TV on the Radio

I am, at this moment, kicking myself for not having made the time to go to Moogfest so I could see them live.

When I have five minutes, I sit at my drumkit and play *Golden Age*, because it is currently my favorite song in the whole universe:

And yes, that is the weirdest, most fucked-up video I think I have ever seen. Isn’t it glorious?

But what I love is that this is not a band that is static, that is just reproducing a record. Consider, for instance, these three performances of “Will Do” (which I find a lovely song by any standard):

First, the album version:

Then a performance from Letterman, (just a few days after their album was released and just six days before their long-time bassist died of cancer) which is obviously the same song, but not a reproduction of the album by any means:

Then, this version from SXSW, a few months later:

Even this song off their just-released album, is still evolving. They’re in no rush.

Or, even better, a song off an older album, “Dirtywhirl” (which gets points in my book for being about Durga), which in this 2006 performance starts with them looping Tunde Adebimpe beatboxing:

Versus the original album version:

I am in awe of their brilliance.

Being Elmo

Definitely a movie worth your time. Kevin Clash’s story is wonderful to witness, the way his obvious passion took him to exactly where he wanted to be. If you’re like me, the insight into the backstage part of how Muppet productions work is intensely interesting.

But none of that is really what stuck with me.

The idea that a large percentage of make-a-wish children want to meet Elmo makes perfect sense to me–if he’s so firmly associated as a source of gentle, physical, unconditional love, and you’re sick and in pain and everyone around you seems unhappy, *of course* that’s what you would wish for. And yet the idea of doing that even once would terrify me for reasons that I suspect many could understand: what if I couldn’t provide what a child needed? How could I stand knowing that this child will be gone before his or her time, and soon at that?

• Dataset records:
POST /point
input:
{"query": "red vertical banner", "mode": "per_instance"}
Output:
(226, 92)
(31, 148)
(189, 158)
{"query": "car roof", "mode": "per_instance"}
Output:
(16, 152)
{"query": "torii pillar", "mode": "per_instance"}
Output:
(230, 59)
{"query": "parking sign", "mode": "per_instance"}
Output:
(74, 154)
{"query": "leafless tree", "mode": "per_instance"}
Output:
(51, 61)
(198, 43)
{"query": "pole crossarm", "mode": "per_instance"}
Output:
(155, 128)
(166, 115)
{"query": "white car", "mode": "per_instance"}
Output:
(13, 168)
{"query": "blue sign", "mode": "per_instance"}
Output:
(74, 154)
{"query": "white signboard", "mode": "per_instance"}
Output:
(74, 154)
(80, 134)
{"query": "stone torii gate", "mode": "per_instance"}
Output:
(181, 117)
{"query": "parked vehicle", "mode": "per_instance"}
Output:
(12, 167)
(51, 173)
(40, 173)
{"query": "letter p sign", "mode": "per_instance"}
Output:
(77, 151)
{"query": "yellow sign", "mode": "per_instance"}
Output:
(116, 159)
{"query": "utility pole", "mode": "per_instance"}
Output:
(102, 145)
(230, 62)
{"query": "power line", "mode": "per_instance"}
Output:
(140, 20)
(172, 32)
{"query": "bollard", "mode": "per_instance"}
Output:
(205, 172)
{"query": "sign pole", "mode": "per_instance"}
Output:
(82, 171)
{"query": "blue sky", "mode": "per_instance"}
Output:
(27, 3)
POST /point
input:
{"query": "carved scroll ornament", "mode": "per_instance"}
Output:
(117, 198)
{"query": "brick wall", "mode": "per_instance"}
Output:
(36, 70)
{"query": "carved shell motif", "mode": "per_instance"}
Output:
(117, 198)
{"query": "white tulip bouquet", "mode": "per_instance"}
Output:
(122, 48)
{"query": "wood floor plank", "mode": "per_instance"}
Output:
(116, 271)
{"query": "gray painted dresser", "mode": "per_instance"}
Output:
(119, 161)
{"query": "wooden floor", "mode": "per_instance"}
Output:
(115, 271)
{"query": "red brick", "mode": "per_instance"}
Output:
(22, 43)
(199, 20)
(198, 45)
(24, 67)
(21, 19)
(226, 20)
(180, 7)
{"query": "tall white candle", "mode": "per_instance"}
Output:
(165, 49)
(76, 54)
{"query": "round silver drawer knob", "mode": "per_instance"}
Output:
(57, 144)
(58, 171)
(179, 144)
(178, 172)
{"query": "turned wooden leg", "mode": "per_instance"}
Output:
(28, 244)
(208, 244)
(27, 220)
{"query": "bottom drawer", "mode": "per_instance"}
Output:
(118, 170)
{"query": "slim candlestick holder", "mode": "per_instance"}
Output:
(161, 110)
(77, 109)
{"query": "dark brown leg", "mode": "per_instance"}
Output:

• Work instructions:
A. In the post about TV on the Radio, beginning with the words "Or, even better, a" and stopping after "of their brilliance.", rewrite the passage with "awe" replaced by "wonder".
B. In the post about TV on the Radio, which song does the writer play on the drumkit when there are five minutes to spare?

• Answers in order:
A.
Or, even better, a song off an older album, “Dirtywhirl” (which gets points in my book for being about Durga), which in this 2006 performance starts with them looping Tunde Adebimpe beatboxing:

Versus the original album version:

I am in wonder of their brilliance.

B. "Golden Age"